Records from a dataset.
[start]
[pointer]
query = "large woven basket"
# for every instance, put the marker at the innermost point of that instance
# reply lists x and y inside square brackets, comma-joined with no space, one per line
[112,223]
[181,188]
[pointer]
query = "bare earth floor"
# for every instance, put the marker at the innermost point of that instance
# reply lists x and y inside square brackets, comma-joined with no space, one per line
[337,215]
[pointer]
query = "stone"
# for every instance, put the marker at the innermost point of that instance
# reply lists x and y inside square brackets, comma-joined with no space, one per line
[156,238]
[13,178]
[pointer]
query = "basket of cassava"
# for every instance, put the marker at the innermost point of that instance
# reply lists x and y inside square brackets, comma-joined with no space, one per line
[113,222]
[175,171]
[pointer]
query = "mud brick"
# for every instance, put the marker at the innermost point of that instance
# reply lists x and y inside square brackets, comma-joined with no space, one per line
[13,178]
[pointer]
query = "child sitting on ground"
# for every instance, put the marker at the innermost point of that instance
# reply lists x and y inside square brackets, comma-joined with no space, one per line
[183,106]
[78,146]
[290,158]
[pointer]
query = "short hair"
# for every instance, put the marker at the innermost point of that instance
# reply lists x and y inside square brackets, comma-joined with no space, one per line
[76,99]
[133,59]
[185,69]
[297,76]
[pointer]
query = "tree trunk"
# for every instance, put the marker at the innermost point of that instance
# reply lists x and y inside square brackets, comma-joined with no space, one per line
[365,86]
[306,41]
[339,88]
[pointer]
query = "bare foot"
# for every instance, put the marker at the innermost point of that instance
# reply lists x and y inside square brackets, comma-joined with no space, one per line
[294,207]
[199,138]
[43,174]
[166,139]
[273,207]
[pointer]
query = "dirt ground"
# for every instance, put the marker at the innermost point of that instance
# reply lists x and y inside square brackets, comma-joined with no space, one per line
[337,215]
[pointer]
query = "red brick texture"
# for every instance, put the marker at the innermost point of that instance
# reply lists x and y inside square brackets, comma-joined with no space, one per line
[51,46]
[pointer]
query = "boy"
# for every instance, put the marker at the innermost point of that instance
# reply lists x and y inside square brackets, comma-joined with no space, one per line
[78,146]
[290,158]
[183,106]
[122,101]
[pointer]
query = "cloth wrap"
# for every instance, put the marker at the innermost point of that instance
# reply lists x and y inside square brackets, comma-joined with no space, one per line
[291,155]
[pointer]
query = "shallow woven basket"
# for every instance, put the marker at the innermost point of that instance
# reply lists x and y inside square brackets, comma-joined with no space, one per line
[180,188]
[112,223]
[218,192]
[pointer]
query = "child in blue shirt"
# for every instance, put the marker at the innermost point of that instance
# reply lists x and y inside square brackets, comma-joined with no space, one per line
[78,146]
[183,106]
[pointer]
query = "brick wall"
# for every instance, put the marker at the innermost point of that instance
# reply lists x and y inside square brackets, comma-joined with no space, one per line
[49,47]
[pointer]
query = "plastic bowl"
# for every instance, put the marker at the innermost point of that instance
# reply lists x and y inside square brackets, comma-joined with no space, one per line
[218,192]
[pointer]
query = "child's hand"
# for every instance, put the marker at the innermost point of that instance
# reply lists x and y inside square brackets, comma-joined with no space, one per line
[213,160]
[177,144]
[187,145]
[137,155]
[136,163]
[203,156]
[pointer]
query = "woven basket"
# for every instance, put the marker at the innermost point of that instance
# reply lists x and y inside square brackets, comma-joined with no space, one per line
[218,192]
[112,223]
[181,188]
[end]
Problem requirements. Write out every entry word for word.

Full solution.
[pointer]
query = "large woven basket"
# for every instance, put the marker at the innermost point of that instance
# reply lists x and y inside square brackets, comma-joined with no space, one per line
[112,223]
[181,188]
[pointer]
query = "bare earth floor"
# for every instance, put the marker at the innermost point of that instance
# reply lists x and y inside square brackets, comma-joined with no space, one per line
[337,215]
[pointer]
query = "stone"
# for every instance, put the marker at the innermost point of that instance
# reply lists x and y inside square brackets, comma-joined with no space, one per line
[156,238]
[13,178]
[pointer]
query = "basket of cassava"
# for every instance, put the marker at the innermost point of that instance
# reply lists x and y inside square brackets, comma-joined with no space, one per line
[113,222]
[175,171]
[pointer]
query = "mud brick"
# for every instance, put the marker at the innermost point of that instance
# reply lists x and y inside square brackets, comma-joined with no space, one per line
[13,178]
[pointer]
query = "child sitting on ground"
# for every instance, put the marker at the innermost point of that instance
# reply lists x and y inside square brackets, comma-joined with no space, one per line
[183,106]
[78,146]
[290,158]
[pointer]
query = "short hair"
# for every instance, put the marker at the innermost point of that instance
# reply lists x and y inside square brackets, comma-joined with no space, one per line
[76,99]
[133,59]
[185,69]
[297,76]
[pointer]
query = "tree trunk"
# for every instance, put the marker at the innermost point of that instance
# reply lists x and y inside square brackets, comma-joined with no space, one per line
[365,86]
[306,41]
[339,88]
[pointer]
query = "bare foot"
# for every instance, put the marker at the innermost point of that instance
# reply lists x and y inside square brackets, comma-joined with no space, one per line
[294,207]
[199,138]
[43,174]
[166,139]
[273,207]
[pointer]
query = "dirt ground"
# for every instance, put the marker at the innermost point of that instance
# reply lists x and y inside square brackets, comma-joined with no space, one per line
[337,215]
[pointer]
query = "red brick texture"
# for every instance, put the marker at the innermost point of that instance
# reply lists x and y inside square brackets, comma-joined with no space, one per line
[51,46]
[pointer]
query = "boy"
# for every instance, put the marker at the innermost point of that instance
# reply lists x and y inside square brackets, comma-joined with no space, one per line
[78,146]
[290,158]
[183,106]
[122,101]
[pointer]
query = "cloth wrap"
# for every instance, put the marker at the innermost point of that instance
# reply lists x and y inside square brackets, comma-joined with no space, one per line
[291,155]
[pointer]
query = "shallow woven basket"
# for every instance, put the marker at the innermost point of that instance
# reply lists x and y inside square brackets, comma-joined with no space, one per line
[180,188]
[112,223]
[218,192]
[pointer]
query = "child in blue shirt"
# for every instance, put the marker at the innermost point of that instance
# reply lists x and y inside square brackets, comma-joined with no space, one per line
[78,146]
[183,106]
[pointer]
query = "brick wall"
# for every instance, put the marker at the innermost point of that instance
# reply lists x and y inside square brackets, comma-joined with no space, one per line
[49,47]
[pointer]
query = "plastic bowl"
# for every instance, put the marker at the innermost point of that instance
# reply lists x and y inside square brackets, comma-joined with no space, one per line
[218,192]
[pointer]
query = "child's hand"
# for every instance, put the marker at the innermost point of that instance
# reply lists x and y inside square brackets, comma-joined with no space, one per line
[213,160]
[177,144]
[187,145]
[137,155]
[136,163]
[203,156]
[pointer]
query = "woven basket"
# for every instance, put the marker at the innermost point of that instance
# reply lists x and y inside square brackets, comma-joined with no space, one per line
[218,192]
[112,223]
[181,188]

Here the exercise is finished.